WHAT THE TASK ASKS>
Reproduce the listing below word for word, leaving out the pictures.

☆ ☆ ☆ ☆ ☆

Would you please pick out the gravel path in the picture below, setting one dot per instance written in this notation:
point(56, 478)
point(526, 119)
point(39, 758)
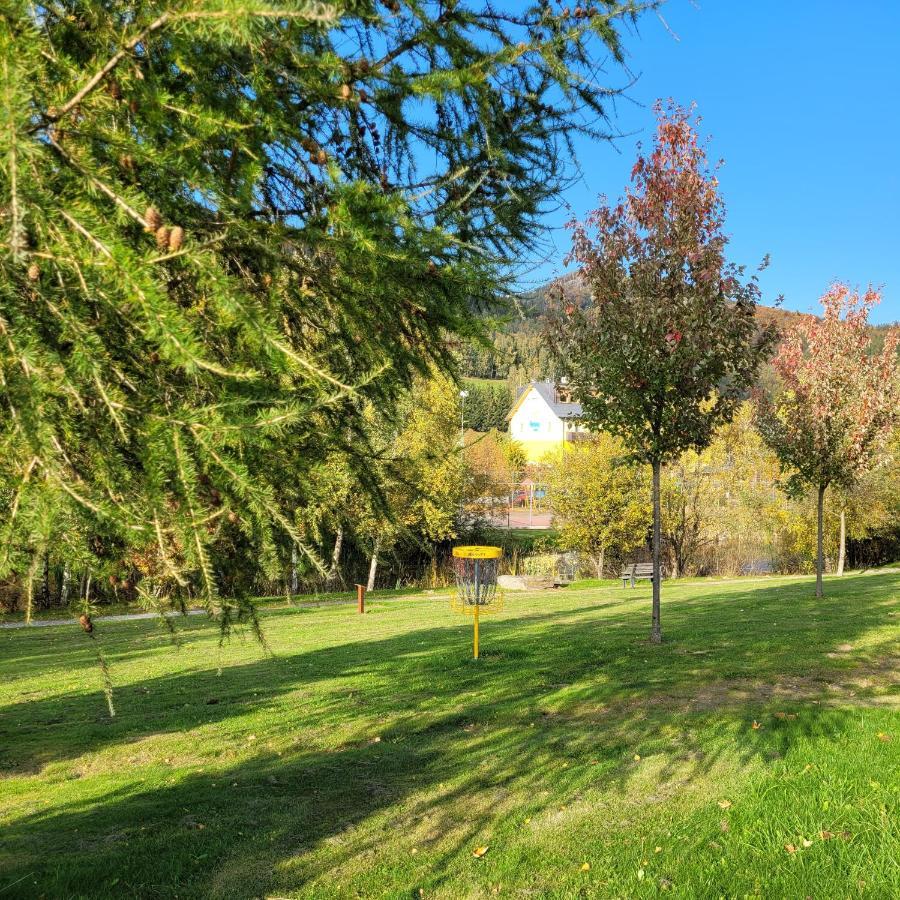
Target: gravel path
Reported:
point(124, 617)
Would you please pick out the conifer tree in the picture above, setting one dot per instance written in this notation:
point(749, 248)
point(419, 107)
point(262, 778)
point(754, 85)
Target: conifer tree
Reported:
point(228, 225)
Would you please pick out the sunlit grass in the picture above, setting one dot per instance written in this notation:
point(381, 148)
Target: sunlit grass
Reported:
point(370, 755)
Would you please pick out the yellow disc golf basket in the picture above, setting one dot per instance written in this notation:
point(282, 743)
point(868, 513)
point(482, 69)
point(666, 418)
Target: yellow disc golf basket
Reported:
point(476, 570)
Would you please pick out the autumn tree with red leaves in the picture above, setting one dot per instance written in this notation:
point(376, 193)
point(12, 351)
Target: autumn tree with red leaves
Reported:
point(667, 343)
point(837, 401)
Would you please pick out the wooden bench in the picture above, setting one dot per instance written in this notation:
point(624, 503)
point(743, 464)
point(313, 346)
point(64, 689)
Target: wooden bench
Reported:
point(636, 571)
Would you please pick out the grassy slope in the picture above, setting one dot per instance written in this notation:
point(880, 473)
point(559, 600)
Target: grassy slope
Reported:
point(370, 756)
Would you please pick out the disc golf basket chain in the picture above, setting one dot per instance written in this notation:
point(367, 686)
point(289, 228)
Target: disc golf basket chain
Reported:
point(475, 570)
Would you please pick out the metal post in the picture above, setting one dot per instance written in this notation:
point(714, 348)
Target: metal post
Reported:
point(477, 602)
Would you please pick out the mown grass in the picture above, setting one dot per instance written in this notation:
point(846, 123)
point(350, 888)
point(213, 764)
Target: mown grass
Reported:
point(370, 755)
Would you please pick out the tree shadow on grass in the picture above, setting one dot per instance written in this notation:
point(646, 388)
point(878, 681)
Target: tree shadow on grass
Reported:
point(560, 702)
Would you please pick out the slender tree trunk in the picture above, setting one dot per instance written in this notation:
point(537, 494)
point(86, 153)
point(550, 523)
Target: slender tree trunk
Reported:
point(64, 587)
point(842, 550)
point(335, 571)
point(45, 583)
point(373, 565)
point(656, 629)
point(820, 552)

☆ ☆ ☆ ☆ ☆

FULL OUTPUT>
Would you please pick out the gravel path in the picture below, setting one dot per instance written in this notation:
point(56, 478)
point(526, 119)
point(39, 758)
Target: gravel path
Reported:
point(124, 617)
Would you please pick out the conifer tree in the picture above, setting one dot per instance written in this notation:
point(749, 248)
point(419, 107)
point(262, 778)
point(754, 85)
Target: conifer tree
Reported:
point(228, 225)
Would you please pick out the sunlit grass in the picture above, setting one dot per instance written in this notation:
point(381, 148)
Target: sunlit grass
Reported:
point(370, 755)
Would you please pick out the yellow disc golf basket in the picture above, setting one dot per instance written in this notation:
point(282, 743)
point(868, 513)
point(482, 69)
point(666, 418)
Target: yellow disc golf basket
Reported:
point(476, 570)
Would you please pick out the autumn tree with red leaves in the picture above, setting one dot per instance written in this notation:
point(376, 193)
point(12, 351)
Target: autumn tree with red leaves
Reported:
point(667, 343)
point(837, 401)
Would you please pick out the wooden bench in the picture above, setting one dot per instance written in this notation:
point(624, 503)
point(743, 464)
point(313, 346)
point(64, 689)
Target: wooden bench
Reported:
point(636, 571)
Would you please pick out the grassy slope in the picture above, setting one dot per instance written in this notation:
point(880, 473)
point(559, 600)
Target: grassy slope
Reported:
point(370, 756)
Would you please pick out the disc golf basket chain in the picture above, setting one dot per instance written in this notation:
point(367, 686)
point(289, 228)
Target: disc golf basket chain
Reported:
point(475, 570)
Would you please pick out the metal post in the picture above, setting one dot per instance written in this notation:
point(714, 348)
Target: metal post
Reported:
point(477, 602)
Would you please pick out the mown grass in the picture above, setting one dot per instance written in this notation:
point(846, 123)
point(350, 888)
point(213, 764)
Target: mown grass
Reported:
point(370, 755)
Would you please pick out the tree shadow on grass in the picture above, setting one dot per instance written in this notation:
point(646, 388)
point(878, 681)
Target: tree shadow on grass
Reported:
point(560, 702)
Would you please pick out the slender tree trunk in the picture above, setting one dot per instance written in this notation:
point(537, 494)
point(86, 153)
point(550, 523)
Target: slender tree trunk
Reported:
point(64, 587)
point(842, 550)
point(335, 571)
point(45, 583)
point(373, 565)
point(656, 629)
point(820, 552)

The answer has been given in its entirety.